◆ Task description
Which lines in the entries below contain the word "church"? Show each of them in full.

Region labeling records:
#####
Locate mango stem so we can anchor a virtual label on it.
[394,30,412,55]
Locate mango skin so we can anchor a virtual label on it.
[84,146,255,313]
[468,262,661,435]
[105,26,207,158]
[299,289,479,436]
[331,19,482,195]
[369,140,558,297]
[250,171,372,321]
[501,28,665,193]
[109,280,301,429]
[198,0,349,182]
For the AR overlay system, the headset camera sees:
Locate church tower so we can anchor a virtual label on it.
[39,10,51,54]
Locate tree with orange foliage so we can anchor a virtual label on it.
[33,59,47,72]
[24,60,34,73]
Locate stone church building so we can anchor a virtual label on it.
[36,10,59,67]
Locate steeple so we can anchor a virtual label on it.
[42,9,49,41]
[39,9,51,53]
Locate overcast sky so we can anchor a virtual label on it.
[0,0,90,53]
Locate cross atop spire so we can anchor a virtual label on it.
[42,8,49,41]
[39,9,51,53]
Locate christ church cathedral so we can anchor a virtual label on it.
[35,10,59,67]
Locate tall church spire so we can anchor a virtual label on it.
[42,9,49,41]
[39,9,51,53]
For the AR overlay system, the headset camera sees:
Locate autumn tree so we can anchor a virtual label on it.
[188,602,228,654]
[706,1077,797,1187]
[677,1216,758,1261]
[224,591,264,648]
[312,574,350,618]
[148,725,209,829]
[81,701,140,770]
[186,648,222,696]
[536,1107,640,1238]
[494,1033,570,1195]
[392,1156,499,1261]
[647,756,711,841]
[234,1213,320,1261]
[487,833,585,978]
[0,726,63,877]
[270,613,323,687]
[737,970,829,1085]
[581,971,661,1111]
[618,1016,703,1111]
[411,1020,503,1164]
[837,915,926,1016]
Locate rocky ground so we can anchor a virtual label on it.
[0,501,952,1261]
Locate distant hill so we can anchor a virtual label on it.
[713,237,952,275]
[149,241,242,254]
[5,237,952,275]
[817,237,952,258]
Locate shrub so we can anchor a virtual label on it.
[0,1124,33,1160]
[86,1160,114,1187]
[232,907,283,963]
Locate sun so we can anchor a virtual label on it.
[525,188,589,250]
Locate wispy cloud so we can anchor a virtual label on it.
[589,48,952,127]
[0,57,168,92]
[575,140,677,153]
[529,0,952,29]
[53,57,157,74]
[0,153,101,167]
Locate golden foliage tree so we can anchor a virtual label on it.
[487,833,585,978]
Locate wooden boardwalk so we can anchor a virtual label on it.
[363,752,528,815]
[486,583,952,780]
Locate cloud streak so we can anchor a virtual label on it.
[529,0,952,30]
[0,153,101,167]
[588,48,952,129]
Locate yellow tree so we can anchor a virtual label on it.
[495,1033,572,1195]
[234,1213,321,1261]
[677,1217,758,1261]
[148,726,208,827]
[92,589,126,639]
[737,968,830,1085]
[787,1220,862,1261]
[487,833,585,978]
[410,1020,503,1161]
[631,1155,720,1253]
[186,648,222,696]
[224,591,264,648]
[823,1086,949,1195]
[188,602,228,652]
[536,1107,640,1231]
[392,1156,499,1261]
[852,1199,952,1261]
#####
◆ In response
Locate church tower so we can anchor a virtual label on it.
Locate stone church building so we can anchor a virtual label on it.
Locate christ church cathedral so we can anchor a virtual label on it.
Locate tall church spire so we can anchor a virtual label on it.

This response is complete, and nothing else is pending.